WHAT TO DO =>
1. According to the talk on seriality and the computational sublime, who first posed the Entscheidungsproblem, and in what year?
2. Transcribe the portion of the talk on seriality and the computational sublime between "In 1936 a 24-year" and "as a computer.", inclusive.

--- BEGIN PROVIDED PASSAGE ---

YProductions





Seriality and the Computational Sublime March 6, 2004 12:26 PM
Jasper Johns, Detail from the series Numbers (0 - 9), 1960. Graphite on paper, 10 drawings in one mount. From a private collection. Seriality and the Computational Sublime
Presented at "Infinite Possibilities? Seriality: A Symposium"
Davis Musesum and Cultural Center
Wellesley College
Saturday, March 6, 2004


Seriality and the Computational Sublime

The computer is a metamedium. It can represent almost any other medium. In this sense, there are many new media projects that look like some of the works in Infinite Possibilities: Serial Imagery in 20th-Century Drawings or address similar issues of the multiple, the variation, the sequence. What I would like to address today are some of the ways that seriality is fundamental to computational media, even if some of the resulting works might not at first glance - or first experience - seem like serial works. What I would like to suggest is that the underlying seriality of computationally based art and how this so-called "language of new media"1 may lead to new forms of narrative seriality in art.
"Given a diophantine equation with any number of unknown quantities and with rational integral numerical coefficients: . . . devise a process according to which it can be determined by a finite number of operations whether the equation is solvable in rational integers."2
In 1900 David Hilbert first posed what came to be called the Entscheidungsproblem or decision problem. Fundamentally, the question was whether a mechanical or algorithmic procedure could, as Roger Penrose paraphrases, "in principle solve all the problems of mathematics (belonging to some suitably well-defined class) one after the other?"3

In 1936 a 24-year old mathematician named Alan Turing published the paper, "On Computable Numbers, with an Application to the Entscheidungsproblem." In it he proved that there are, in fact, noncomputable functions. Turing was not the first to disprove Hilbert's underlying assumption - Kurt Goedel's incompleteness theorems of 1931 accomplished that - or even the first to prove that certain problems were not "effectively calculable," in Alonzo Church's earlier phrase.4 Turing's novel methodology, however, laid the groundwork for what came to be known as a Universal Turing Machine and is otherwise known as a computer.

--- END PROVIDED PASSAGE ---
--- BEGIN DATA RECORDS ---

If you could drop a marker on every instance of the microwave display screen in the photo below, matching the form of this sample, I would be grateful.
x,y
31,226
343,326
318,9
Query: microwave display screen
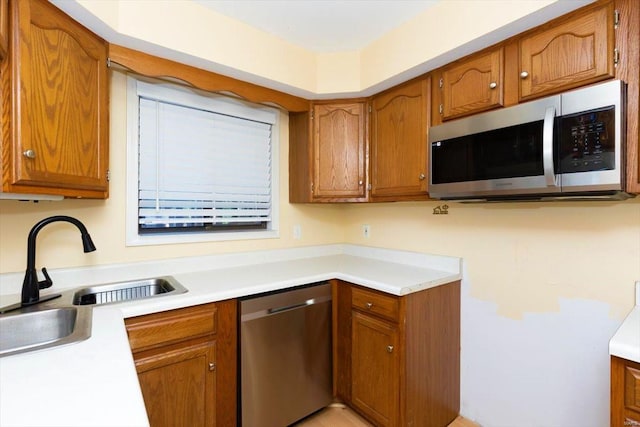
x,y
587,141
514,151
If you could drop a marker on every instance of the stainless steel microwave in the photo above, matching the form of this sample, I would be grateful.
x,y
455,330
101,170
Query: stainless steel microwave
x,y
563,146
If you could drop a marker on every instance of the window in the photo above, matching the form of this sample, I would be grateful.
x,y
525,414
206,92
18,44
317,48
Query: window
x,y
200,167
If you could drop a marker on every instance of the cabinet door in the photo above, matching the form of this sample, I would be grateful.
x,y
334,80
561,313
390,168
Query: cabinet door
x,y
399,143
375,369
179,385
60,102
339,150
570,54
473,85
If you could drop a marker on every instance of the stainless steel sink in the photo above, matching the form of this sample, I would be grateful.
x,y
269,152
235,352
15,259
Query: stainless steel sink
x,y
127,291
37,329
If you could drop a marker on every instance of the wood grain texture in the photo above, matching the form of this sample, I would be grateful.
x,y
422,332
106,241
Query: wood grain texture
x,y
173,351
4,28
628,70
342,306
58,105
339,150
467,85
426,331
399,126
625,392
171,326
432,356
377,303
153,66
375,367
227,364
568,53
300,153
177,385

--- END DATA RECORDS ---

SOLUTIONS FOR EACH TASK =>
1. David Hilbert first posed it in 1900.

2.
In 1936 a 24-year old mathematician named Alan Turing published the paper, "On Computable Numbers, with an Application to the Entscheidungsproblem." In it he proved that there are, in fact, noncomputable functions. Turing was not the first to disprove Hilbert's underlying assumption - Kurt Goedel's incompleteness theorems of 1931 accomplished that - or even the first to prove that certain problems were not "effectively calculable," in Alonzo Church's earlier phrase.4 Turing's novel methodology, however, laid the groundwork for what came to be known as a Universal Turing Machine and is otherwise known as a computer.